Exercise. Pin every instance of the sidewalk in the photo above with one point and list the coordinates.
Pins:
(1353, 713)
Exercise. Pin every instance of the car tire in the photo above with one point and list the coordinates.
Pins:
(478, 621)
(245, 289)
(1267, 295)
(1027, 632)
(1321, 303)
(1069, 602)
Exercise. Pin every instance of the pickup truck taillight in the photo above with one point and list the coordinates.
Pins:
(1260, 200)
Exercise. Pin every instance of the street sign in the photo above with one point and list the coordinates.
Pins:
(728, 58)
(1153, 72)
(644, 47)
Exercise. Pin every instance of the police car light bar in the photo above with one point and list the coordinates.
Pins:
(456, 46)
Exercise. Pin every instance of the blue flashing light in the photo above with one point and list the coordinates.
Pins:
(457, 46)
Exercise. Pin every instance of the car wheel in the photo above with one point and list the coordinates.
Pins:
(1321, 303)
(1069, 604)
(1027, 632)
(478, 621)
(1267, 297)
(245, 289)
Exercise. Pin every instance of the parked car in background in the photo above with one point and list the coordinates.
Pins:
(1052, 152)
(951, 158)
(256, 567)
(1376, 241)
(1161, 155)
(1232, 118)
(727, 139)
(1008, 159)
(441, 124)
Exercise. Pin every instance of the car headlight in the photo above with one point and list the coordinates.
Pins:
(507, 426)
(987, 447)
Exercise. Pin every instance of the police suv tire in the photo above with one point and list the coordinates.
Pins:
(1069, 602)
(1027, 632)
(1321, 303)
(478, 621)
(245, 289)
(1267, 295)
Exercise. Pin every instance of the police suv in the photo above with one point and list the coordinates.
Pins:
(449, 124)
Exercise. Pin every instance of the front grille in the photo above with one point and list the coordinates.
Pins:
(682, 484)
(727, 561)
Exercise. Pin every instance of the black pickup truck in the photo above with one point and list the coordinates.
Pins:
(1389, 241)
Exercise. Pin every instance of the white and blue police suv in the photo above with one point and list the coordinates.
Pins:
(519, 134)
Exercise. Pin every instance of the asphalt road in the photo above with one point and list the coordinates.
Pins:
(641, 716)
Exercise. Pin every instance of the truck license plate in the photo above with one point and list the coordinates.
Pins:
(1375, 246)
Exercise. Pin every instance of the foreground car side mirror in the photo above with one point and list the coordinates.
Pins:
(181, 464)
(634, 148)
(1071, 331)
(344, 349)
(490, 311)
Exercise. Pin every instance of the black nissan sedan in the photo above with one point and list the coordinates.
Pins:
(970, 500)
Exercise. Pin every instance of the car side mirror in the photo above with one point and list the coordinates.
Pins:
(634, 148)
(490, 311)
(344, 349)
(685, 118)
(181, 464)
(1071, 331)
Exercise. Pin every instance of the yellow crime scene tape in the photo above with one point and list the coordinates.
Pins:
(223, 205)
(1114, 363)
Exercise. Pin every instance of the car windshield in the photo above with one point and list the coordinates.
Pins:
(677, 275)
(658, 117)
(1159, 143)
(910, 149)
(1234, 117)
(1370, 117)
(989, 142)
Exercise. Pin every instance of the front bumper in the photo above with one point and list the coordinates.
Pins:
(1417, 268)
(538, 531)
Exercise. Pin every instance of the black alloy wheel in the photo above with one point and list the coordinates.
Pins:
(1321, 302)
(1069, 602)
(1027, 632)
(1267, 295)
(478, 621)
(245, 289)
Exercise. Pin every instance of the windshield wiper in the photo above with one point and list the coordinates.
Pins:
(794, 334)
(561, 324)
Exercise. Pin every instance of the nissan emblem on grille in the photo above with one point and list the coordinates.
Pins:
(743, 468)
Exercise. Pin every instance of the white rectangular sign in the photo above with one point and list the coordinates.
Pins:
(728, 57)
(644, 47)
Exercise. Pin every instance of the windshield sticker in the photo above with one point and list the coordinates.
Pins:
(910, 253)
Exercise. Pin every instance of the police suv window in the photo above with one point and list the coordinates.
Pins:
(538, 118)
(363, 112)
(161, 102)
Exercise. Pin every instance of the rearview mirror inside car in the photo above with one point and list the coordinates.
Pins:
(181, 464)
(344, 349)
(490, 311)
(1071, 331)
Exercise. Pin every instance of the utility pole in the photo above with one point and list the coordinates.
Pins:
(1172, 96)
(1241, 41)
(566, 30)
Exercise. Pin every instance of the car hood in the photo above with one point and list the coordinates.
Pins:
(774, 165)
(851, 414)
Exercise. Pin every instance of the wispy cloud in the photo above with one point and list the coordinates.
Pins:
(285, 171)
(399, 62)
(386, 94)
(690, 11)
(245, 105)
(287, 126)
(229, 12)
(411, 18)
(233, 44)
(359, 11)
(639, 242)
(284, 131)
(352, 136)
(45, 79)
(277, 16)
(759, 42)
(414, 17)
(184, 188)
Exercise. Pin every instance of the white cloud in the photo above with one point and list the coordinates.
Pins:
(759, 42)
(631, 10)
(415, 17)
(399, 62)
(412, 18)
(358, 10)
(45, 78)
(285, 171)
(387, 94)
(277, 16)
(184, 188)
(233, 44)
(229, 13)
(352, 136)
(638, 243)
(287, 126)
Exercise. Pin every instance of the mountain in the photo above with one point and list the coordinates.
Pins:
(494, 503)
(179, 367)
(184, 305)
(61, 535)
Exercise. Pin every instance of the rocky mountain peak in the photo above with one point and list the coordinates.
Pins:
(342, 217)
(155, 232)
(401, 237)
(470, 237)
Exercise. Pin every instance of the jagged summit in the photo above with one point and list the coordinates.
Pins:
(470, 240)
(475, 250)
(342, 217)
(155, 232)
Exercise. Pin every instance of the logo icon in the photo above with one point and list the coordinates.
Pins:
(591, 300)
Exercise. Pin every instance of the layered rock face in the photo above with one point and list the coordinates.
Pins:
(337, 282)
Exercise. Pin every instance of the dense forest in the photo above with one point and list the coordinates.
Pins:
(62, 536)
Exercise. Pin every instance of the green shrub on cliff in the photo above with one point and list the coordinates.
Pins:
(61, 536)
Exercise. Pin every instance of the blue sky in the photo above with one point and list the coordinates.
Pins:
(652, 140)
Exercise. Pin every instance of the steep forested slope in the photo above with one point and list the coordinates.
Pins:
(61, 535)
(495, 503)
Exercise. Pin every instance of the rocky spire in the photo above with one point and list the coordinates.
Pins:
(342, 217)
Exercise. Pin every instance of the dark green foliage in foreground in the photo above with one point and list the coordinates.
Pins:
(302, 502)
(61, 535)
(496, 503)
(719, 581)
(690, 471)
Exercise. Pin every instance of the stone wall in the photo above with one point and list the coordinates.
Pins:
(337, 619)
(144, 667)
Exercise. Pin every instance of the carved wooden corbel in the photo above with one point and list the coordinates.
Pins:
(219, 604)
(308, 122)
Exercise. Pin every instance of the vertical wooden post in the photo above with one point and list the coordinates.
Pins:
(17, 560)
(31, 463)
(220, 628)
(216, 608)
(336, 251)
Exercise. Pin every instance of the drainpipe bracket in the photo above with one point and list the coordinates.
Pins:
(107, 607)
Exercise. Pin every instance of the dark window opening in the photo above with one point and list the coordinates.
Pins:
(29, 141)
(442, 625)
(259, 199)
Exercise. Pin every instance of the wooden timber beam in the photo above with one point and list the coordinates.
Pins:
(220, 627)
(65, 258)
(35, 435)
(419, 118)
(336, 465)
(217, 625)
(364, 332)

**TRY IT:** Reproduce the lines of the entries above from the one with "Exercise. Pin every instance of the front grille" to the one with "Exercise. Pin every instance of the car windshield", both included, exactly and without any other line.

**COMPLETED EXERCISE:**
Exercise. Pin every instance of the front grille in the photo above with one point and list the coordinates.
Pins:
(682, 484)
(727, 561)
Exercise. Pin every instance of the black pickup truck in the photo above with one point and list the coordinates.
Pins:
(1389, 241)
Exercise. Pin every instance of the white and blue police suv in the photo above with one point and list the coordinates.
Pins:
(519, 134)
Exercise. Pin every instance of the asphalt road in the photo above with one point and list the coordinates.
Pins:
(641, 716)
Exercise. Pin every instance of the truck license plate in the photo above with one point and list the coordinates.
Pins:
(1375, 246)
Exercise. Pin every instance of the foreground car side mirror in the photo above with one point and list the coordinates.
Pins:
(181, 464)
(634, 148)
(1071, 331)
(344, 349)
(490, 311)
Exercise. Pin every instance of the black nissan sedan in the photo above with one point and list the coordinates.
Pins:
(970, 500)
Exercise. Pin every instance of the car side mirror in the photo above with one point and list the coordinates.
Pins:
(634, 148)
(490, 311)
(344, 349)
(685, 118)
(181, 464)
(1071, 331)
Exercise. Pin every instance of the yellow crime scene tape in the photo above with one point and list the coordinates.
Pins:
(223, 205)
(1114, 363)
Exercise. Pin every instance of the car windshield in the photo above with one point and list the coordinates.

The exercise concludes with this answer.